TASK TO COMPLETE:
Everything from the line with "For every instance of the bridge deck" to the end of the data is to be retyped exactly, and nothing else.

AVAILABLE RECORDS:
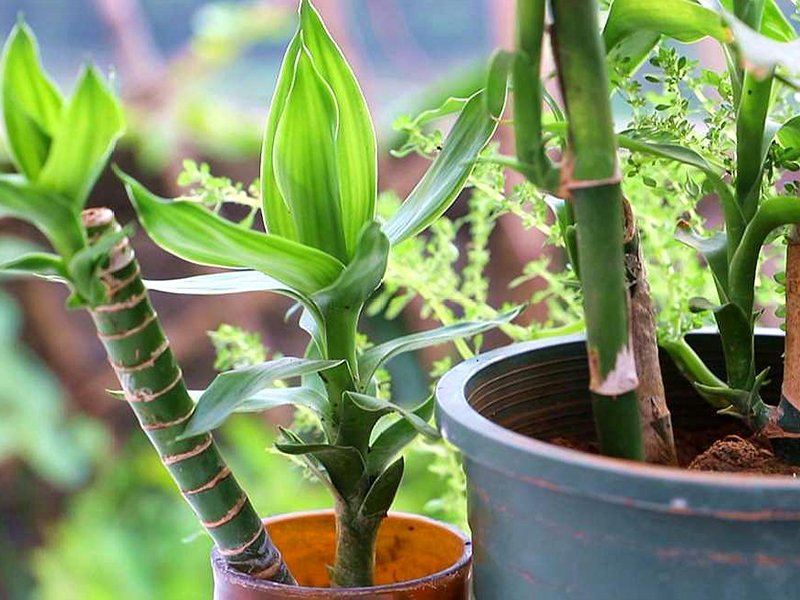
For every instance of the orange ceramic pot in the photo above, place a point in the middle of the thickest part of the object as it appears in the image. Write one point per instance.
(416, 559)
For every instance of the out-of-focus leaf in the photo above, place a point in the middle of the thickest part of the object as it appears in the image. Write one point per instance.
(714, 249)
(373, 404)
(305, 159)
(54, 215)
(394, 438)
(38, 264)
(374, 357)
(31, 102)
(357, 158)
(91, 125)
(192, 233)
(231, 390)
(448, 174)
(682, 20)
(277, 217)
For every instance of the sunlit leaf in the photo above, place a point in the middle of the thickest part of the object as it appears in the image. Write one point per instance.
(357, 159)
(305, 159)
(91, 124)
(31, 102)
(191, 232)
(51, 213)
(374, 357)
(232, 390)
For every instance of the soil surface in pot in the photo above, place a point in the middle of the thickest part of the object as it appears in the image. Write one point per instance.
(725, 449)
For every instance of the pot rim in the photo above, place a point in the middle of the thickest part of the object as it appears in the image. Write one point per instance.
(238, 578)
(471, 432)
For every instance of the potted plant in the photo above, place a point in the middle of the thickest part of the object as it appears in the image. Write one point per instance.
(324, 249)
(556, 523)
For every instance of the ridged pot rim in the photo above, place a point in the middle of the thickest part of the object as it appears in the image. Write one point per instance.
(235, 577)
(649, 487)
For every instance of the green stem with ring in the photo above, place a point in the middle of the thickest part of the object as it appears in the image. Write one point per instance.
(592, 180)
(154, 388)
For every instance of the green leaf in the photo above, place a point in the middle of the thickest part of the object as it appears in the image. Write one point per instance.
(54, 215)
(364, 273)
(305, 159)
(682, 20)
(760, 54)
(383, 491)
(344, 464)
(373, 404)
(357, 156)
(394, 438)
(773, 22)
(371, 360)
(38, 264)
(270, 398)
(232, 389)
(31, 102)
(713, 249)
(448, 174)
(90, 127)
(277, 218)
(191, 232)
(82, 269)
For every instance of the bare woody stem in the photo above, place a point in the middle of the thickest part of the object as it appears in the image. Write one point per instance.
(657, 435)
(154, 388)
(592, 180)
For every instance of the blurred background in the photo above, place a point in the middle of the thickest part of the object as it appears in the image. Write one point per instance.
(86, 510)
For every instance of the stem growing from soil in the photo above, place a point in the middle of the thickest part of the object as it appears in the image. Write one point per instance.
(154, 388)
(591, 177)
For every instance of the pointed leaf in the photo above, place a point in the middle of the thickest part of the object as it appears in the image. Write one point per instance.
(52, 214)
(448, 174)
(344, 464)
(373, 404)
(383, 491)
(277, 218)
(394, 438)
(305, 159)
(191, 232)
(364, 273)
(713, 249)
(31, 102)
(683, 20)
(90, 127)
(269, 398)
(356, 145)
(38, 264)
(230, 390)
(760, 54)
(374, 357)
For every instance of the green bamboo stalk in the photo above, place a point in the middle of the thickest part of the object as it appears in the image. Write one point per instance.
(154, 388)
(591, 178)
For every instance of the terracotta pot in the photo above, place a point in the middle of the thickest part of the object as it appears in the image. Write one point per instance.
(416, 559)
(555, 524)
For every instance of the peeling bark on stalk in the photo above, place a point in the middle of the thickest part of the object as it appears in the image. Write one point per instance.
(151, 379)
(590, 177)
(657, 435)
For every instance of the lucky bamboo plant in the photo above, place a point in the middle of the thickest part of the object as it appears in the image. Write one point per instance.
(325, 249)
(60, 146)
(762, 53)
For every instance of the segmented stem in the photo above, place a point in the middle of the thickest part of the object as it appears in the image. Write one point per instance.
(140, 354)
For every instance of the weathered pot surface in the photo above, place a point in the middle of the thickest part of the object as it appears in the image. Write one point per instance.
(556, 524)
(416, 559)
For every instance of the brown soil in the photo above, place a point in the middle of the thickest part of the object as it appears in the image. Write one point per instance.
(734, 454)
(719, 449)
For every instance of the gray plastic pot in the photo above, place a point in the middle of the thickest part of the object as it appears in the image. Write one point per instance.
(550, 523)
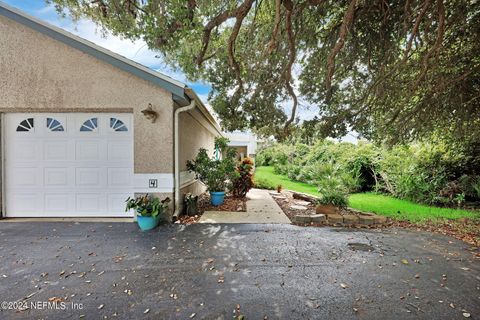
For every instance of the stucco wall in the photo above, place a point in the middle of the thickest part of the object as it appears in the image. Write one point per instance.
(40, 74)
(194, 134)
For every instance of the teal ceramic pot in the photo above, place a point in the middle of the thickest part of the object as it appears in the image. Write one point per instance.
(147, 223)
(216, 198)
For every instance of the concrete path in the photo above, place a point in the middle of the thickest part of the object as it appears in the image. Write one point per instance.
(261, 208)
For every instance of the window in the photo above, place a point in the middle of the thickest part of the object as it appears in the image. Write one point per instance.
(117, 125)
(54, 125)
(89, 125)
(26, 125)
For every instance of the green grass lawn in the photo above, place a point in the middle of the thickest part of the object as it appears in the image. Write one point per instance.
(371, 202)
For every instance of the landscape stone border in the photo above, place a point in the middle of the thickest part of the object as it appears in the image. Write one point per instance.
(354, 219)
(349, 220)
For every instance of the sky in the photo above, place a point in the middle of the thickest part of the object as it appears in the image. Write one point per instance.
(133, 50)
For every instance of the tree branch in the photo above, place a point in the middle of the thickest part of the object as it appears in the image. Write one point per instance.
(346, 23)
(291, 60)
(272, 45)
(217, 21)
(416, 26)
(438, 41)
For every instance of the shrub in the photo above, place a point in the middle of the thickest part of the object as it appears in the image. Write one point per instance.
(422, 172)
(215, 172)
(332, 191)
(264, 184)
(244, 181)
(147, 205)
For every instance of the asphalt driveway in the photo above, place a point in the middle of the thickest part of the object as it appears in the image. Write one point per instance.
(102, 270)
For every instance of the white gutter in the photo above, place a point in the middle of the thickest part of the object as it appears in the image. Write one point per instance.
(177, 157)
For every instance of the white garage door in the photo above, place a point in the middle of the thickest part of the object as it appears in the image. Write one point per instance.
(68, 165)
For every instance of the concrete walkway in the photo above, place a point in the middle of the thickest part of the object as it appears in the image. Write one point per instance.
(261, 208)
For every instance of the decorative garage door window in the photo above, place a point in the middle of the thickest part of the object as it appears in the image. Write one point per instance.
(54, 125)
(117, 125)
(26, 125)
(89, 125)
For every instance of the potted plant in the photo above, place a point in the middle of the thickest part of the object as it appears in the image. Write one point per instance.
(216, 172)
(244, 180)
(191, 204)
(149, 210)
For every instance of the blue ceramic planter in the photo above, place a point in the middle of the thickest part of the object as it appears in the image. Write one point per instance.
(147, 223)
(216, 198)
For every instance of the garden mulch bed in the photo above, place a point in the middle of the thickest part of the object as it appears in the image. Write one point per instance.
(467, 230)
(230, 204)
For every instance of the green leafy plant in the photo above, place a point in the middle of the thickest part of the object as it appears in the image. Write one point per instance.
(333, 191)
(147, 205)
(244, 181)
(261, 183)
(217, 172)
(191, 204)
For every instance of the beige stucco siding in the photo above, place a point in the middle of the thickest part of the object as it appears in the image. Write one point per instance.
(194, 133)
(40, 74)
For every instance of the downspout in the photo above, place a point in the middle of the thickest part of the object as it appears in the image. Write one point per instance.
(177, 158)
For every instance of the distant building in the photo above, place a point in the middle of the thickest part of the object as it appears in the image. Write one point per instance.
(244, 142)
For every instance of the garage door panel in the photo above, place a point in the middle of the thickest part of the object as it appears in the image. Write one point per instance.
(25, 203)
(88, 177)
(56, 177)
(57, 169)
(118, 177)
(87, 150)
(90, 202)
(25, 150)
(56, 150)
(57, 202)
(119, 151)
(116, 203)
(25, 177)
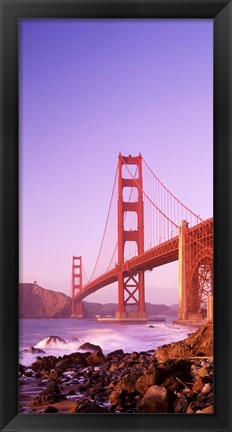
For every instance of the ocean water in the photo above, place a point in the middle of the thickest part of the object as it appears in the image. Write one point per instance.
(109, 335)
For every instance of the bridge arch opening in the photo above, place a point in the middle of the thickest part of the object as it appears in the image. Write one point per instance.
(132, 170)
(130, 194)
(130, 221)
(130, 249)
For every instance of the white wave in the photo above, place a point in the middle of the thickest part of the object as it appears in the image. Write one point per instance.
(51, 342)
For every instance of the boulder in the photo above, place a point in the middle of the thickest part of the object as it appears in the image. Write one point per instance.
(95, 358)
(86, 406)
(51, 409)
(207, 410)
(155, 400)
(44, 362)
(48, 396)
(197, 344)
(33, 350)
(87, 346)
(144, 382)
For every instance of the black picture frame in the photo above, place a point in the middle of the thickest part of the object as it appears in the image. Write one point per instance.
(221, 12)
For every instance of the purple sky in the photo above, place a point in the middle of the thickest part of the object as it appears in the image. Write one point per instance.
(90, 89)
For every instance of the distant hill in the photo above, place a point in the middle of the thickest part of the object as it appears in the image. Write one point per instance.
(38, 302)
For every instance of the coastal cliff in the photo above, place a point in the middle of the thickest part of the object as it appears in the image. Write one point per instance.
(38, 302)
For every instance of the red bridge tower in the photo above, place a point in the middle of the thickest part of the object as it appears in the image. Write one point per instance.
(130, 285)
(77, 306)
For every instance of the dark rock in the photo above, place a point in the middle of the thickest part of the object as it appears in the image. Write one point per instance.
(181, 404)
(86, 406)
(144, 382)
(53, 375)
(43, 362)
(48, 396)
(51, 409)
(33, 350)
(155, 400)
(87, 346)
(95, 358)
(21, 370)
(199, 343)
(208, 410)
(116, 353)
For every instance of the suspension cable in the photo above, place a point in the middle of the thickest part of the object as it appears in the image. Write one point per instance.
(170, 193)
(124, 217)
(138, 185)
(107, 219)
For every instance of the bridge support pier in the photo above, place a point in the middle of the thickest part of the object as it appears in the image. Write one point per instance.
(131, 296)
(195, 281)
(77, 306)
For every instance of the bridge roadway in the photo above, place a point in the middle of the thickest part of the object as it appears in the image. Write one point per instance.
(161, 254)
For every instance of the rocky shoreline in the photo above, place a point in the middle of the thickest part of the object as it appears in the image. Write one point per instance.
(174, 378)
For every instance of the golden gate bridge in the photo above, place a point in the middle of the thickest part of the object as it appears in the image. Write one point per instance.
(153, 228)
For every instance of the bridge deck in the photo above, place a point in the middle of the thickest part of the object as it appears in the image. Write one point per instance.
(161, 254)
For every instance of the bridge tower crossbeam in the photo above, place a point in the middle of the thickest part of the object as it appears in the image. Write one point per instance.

SOLUTION:
For every instance of the bridge deck in the photo above, place a point in the middle of the thickest part of the object as it appears in the image. Write one point per instance.
(161, 254)
For every instance of the bridge tower crossbeam in the photo above, place a point in the middle of the thickest part of the object as it appears in the image. Write one point per instance.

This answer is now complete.